CASTELLÓ. Siempre me gustó el sillón orejero de mi padre. Ese asiento donde se acomodaba, ya jubilado, para ver pasar las horas y acomodar aquella maldita bombona de oxigeno que, al final, no pudo salvarle la vida. Siempre me gustó ver a mi padre sentado en aquel sillón, junto a una ventana de un séptimo piso que permitía ver constantemente el paso de las nubes o la claridad confusa del cielo de Madrid.
Este tipo de sillones ofrecen intimidad y recogimiento. Dicen que este mobiliario nació en el siglo XVIII, y sus alas laterales cumplían la función de proteger del frío a quien se sentaba en ellos. Tuve un sillón orejero que ya no tengo, y que se debió extraviar en algún trasiego de mis varias mudanzas, sin saber qué motivo acompañó la pérdida, o igual era el sillón de mi padre que ha entrecruzado las líneas de los recuerdos. No sé, pero sigo sintiendo como mi cabeza se inclina y se funde en una de las grandes ‘orejas’ del sillón, cerrar los ojos y volar por una casa que, seguro, no existió.

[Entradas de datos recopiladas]
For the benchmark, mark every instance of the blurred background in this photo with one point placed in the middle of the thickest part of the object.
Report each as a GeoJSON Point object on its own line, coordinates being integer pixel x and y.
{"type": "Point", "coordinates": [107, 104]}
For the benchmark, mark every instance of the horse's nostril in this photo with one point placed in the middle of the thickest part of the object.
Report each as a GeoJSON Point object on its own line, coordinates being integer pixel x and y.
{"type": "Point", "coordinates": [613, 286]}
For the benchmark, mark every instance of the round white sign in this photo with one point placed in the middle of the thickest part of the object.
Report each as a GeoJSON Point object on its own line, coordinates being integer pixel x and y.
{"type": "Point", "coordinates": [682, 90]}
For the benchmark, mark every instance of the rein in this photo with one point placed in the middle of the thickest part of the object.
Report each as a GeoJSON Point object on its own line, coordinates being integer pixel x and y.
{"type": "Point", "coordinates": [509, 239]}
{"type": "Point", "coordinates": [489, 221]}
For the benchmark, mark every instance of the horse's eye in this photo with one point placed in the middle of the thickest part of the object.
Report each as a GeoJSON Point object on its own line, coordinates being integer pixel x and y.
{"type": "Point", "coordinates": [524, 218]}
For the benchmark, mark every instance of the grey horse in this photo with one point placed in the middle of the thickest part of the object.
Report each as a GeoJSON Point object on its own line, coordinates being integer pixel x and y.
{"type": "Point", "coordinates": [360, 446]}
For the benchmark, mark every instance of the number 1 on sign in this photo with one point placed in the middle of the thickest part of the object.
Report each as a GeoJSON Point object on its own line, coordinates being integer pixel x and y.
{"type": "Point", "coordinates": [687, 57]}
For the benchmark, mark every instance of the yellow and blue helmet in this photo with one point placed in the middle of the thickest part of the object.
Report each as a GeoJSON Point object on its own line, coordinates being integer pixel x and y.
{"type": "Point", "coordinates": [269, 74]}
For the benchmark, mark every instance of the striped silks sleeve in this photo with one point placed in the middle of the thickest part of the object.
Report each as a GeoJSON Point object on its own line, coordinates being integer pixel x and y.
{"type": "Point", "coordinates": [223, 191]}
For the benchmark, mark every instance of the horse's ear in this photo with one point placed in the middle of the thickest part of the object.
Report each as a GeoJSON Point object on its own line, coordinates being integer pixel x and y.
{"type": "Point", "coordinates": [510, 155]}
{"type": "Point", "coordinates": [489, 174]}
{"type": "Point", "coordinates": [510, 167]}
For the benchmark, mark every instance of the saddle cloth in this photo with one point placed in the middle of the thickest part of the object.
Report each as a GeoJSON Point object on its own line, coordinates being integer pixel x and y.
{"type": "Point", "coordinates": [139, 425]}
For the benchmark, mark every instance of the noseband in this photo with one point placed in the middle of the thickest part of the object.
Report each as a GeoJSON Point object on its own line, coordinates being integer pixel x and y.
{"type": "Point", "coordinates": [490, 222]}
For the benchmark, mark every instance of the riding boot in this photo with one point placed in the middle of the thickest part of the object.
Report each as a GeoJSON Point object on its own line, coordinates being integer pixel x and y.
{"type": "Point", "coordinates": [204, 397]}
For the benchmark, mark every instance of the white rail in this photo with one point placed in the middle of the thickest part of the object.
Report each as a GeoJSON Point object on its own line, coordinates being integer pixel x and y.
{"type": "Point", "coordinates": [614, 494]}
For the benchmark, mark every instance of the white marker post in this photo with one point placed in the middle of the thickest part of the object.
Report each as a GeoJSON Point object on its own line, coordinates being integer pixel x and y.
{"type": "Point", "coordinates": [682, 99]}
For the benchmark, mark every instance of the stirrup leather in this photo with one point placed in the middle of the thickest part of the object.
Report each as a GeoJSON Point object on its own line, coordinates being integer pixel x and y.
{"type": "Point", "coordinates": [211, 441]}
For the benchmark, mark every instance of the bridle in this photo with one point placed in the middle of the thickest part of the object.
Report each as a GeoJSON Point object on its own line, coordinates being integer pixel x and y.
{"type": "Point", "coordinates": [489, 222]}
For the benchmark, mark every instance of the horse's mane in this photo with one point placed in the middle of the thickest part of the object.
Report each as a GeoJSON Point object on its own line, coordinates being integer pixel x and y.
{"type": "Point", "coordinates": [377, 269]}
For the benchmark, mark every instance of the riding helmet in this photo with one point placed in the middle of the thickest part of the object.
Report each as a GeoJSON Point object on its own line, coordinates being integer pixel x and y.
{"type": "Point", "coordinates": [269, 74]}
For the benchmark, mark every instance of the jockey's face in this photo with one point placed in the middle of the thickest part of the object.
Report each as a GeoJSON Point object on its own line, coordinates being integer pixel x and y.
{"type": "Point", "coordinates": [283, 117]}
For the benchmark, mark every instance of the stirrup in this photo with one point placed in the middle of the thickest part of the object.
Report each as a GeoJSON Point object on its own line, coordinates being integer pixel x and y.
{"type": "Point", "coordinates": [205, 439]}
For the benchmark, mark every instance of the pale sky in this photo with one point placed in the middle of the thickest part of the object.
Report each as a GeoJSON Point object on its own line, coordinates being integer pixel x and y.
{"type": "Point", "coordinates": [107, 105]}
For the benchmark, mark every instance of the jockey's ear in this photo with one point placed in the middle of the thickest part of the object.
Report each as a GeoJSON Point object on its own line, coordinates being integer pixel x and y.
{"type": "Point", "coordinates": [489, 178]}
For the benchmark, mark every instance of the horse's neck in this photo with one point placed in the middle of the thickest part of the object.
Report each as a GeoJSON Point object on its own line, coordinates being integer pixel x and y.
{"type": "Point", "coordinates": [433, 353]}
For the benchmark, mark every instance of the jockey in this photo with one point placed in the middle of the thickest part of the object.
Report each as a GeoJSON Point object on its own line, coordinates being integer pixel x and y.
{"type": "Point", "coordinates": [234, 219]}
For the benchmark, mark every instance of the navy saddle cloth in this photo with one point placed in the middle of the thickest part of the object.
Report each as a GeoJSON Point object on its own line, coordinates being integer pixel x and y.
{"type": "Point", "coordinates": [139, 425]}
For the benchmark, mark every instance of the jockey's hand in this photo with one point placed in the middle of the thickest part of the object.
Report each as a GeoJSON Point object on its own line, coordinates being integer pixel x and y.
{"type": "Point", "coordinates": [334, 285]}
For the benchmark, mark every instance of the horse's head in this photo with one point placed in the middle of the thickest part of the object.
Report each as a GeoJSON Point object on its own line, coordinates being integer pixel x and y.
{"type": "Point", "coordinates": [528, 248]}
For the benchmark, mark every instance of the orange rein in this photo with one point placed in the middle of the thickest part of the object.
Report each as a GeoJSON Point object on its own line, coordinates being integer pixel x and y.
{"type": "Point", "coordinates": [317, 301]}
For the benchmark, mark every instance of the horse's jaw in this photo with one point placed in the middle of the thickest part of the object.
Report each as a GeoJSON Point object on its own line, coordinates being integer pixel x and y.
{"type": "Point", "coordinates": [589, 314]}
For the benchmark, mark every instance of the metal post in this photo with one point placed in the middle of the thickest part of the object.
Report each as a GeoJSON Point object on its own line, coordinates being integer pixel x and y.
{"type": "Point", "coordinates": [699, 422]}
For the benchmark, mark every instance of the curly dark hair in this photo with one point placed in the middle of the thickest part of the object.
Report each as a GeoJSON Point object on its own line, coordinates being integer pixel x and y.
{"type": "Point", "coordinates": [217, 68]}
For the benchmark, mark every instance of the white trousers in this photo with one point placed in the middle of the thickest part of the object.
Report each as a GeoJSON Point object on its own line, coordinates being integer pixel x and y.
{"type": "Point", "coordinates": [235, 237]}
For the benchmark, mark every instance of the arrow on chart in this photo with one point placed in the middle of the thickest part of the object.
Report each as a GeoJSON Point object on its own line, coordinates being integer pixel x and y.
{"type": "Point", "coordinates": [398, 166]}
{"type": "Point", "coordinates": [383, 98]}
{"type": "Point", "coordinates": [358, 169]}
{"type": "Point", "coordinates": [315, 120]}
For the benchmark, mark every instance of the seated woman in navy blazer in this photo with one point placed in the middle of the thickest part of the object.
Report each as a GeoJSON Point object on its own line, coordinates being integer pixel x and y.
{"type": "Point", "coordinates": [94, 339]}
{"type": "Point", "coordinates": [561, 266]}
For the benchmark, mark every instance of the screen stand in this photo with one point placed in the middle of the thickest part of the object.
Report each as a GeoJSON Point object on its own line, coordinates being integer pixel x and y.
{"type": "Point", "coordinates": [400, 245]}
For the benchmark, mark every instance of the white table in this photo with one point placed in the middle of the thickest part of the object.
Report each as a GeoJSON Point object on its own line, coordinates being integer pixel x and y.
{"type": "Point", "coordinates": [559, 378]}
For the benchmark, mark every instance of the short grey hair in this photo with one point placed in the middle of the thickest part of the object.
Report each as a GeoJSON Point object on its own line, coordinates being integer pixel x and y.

▶ TAREA
Continúa el texto sobre el sillón orejero a partir de su última oración.

▶ RESPUESTA REDACTADA
Los mejores libros leídos son aquellos que perduran, y que se caen de las manos, refugiada en ese sillón, sintiendo sus entretelas, compartiendo la ruta de esa tapicería que se iba modificando periódicamente por el uso. Y sabiendo que su noble armazón de madera ha sobrevivido demasiadas décadas, demasiadas sensaciones y emociones. Aquel asiento mullido, con su respaldo, sus brazos y orejas, con sus libros abiertos, me ha abrazado como nadie lo ha hecho. El sillón se posaba junto a una ventana, muy cerca de la chimenea, muy cerca del brasero, muy cerca de cualquier fuente de calor. Una manta de pura lana, pesada, blanca y negra, gris, de las que usaban mis abuelos en el campo, en los duros fríos del invierno, era la única compañía de este mobiliario, plegada en uno de sus brazos.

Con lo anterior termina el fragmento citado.